Your instructions:
Rescale the data below from the line with "the white painted" up to and including the line with "[64, 30, 421, 272]", and return only those lines. Write each one out again, requests included, with every bounding box coordinate in the answers multiplied by 1.3 and rounded to a whole number (halves round up), and leave out the pictures.

┏━━

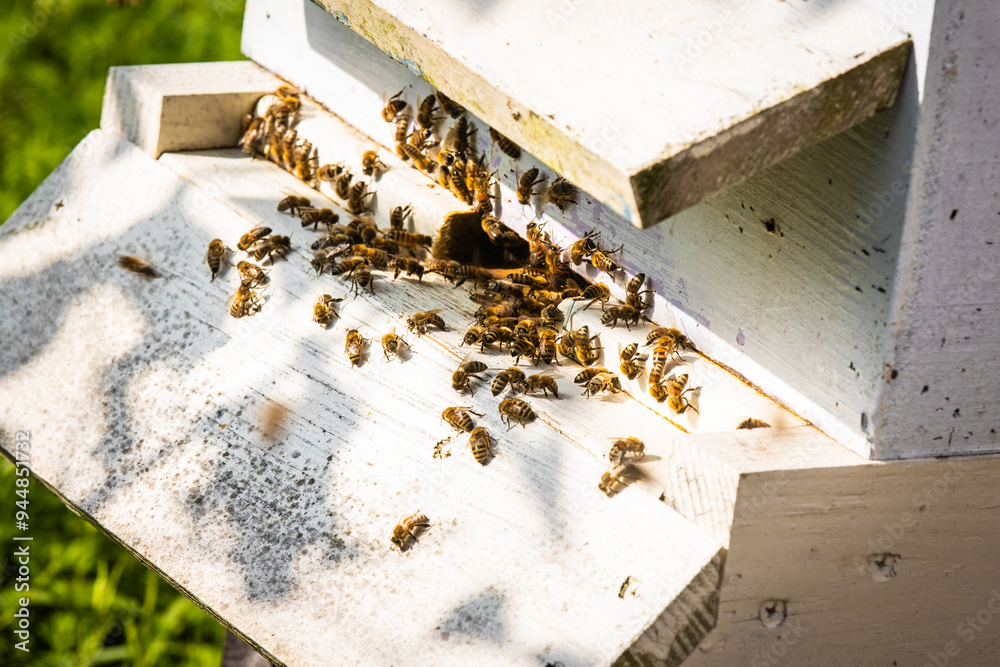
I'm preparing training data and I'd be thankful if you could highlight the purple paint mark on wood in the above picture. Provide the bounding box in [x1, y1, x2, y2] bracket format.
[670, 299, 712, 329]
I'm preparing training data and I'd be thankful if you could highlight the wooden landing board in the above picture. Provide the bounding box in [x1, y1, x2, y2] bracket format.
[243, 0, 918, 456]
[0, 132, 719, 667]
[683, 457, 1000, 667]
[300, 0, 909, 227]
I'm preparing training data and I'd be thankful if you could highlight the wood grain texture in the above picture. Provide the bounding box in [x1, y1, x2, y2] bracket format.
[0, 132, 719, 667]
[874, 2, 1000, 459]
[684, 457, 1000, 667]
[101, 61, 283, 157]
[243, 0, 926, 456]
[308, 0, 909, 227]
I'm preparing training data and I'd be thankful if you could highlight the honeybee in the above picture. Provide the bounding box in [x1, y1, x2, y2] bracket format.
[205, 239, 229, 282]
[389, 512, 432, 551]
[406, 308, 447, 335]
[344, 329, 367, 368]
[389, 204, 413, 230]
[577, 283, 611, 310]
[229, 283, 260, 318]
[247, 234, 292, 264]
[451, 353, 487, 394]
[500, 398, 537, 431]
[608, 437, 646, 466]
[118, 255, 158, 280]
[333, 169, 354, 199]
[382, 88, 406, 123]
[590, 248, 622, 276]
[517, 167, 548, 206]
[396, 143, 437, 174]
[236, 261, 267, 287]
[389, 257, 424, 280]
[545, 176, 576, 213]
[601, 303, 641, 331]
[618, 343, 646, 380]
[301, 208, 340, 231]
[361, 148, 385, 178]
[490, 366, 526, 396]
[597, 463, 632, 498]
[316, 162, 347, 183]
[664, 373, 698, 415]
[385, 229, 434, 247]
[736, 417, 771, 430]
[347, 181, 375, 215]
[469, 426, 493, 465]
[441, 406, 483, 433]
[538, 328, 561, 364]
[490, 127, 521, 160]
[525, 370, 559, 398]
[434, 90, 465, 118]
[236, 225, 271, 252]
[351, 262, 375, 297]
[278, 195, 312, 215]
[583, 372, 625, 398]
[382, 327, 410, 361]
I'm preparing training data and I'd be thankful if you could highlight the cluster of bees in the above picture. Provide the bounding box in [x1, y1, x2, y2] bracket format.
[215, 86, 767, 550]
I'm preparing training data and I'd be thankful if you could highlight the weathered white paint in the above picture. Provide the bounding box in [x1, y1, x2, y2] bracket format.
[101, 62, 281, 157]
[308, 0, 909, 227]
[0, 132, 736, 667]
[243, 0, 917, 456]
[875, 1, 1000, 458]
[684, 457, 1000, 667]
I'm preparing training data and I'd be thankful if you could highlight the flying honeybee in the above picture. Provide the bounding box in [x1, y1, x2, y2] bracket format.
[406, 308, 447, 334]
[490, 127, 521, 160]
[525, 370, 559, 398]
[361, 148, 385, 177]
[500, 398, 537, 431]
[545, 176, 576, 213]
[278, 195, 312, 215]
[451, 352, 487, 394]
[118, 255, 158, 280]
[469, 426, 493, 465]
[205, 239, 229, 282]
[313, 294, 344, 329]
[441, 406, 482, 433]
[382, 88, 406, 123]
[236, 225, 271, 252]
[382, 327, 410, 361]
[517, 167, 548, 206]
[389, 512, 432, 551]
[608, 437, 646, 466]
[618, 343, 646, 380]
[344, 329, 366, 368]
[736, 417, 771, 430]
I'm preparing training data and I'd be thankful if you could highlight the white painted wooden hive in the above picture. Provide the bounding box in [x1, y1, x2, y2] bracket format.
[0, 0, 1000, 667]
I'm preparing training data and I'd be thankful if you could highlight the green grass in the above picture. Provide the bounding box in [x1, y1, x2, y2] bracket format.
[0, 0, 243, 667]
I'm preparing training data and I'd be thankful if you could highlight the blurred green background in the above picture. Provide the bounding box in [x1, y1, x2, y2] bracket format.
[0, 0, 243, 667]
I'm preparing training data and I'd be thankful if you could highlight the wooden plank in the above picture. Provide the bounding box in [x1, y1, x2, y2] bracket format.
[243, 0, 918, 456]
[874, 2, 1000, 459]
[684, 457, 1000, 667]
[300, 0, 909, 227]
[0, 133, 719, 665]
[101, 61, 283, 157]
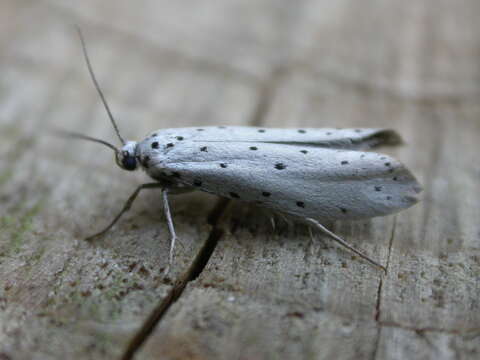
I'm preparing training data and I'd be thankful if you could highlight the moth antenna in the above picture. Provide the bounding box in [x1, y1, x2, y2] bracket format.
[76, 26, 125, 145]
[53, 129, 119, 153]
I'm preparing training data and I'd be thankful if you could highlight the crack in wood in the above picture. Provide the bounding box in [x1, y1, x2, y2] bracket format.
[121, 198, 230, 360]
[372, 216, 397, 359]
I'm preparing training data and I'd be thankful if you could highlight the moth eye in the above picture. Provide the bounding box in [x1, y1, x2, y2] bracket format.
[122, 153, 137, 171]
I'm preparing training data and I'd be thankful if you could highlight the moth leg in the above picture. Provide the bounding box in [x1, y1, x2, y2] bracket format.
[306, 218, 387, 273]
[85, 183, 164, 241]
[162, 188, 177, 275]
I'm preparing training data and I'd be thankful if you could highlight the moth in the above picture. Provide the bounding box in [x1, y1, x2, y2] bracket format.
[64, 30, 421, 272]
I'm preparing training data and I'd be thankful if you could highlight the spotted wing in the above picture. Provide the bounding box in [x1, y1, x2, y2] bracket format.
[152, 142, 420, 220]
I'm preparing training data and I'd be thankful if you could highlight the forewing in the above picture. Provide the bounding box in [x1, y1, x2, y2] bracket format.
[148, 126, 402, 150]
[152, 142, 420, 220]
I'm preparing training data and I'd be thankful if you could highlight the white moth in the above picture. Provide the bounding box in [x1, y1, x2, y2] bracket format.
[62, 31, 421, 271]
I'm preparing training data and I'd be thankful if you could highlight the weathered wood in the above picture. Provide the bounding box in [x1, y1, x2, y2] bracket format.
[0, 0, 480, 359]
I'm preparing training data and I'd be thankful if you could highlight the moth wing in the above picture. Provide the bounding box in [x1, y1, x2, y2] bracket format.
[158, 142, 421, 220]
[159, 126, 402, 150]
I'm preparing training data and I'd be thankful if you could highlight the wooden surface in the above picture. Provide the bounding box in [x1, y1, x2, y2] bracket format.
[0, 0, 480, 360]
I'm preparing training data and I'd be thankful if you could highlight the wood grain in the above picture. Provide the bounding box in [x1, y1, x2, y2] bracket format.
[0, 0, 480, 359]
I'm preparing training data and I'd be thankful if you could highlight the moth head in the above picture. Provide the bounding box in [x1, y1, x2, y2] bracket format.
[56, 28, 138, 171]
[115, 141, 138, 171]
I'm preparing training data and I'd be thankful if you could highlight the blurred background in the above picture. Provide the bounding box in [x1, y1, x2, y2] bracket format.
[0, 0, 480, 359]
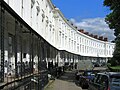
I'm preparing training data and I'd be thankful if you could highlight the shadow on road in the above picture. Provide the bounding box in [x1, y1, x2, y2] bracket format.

┗━━

Written response:
I'm preparing training data and I'd be thankful if you could highlight the white painted wooden hive in the above picture. Provide the bounding box in [x1, y1, x2, y2] bracket format.
[0, 0, 1300, 867]
I'm preparing training data and I'd be thankful if you could highlight the green grass in the above picture. Provide the bounding box in [x1, y1, x2, y2] bracket format.
[0, 0, 316, 867]
I'm preparing training data and I'd be thankful if you could highlight the blurred green background in the above picture. Provide the bounding box in [x1, y1, x2, y2] bracket format.
[0, 0, 316, 867]
I'm preparing training data and I'd be thankful if you could highlight the wooden plank in the above picture. Provide the bounding box in [x1, y1, x2, y2] bracket format.
[316, 0, 1193, 593]
[1136, 3, 1300, 597]
[889, 594, 1300, 867]
[390, 0, 1182, 295]
[0, 173, 935, 865]
[131, 79, 368, 204]
I'm preparing training data and I'd be thankful if you could highlight the moth antenna in the above picture. Provide the bounding box in [x1, y1, x2, y2] bracket format.
[99, 34, 163, 189]
[69, 168, 155, 199]
I'm preparing training data and I'd be thankful if you could highlight the crack in wood in the above picture. Provide the bounding box in [x1, y1, x2, y2] bracket format.
[157, 257, 299, 468]
[484, 281, 516, 467]
I'm preparing training data and I'd be thankful if you could highlight the moth eye in the above picture. Provide the bounding box in [x1, y1, x2, y2] bracket format.
[159, 199, 178, 222]
I'm preparing training data and I'd be thankful if you could highlight the moth leg in the above picture. Provide the bounding box in [x1, y1, x2, y2] bracket format.
[398, 283, 503, 355]
[111, 238, 213, 313]
[211, 244, 230, 358]
I'm preparing training data and I'd be thankful if you could highlight the moth in the above picture. Provide the bounding box in [x1, y1, x2, y2] bracket format.
[83, 39, 547, 354]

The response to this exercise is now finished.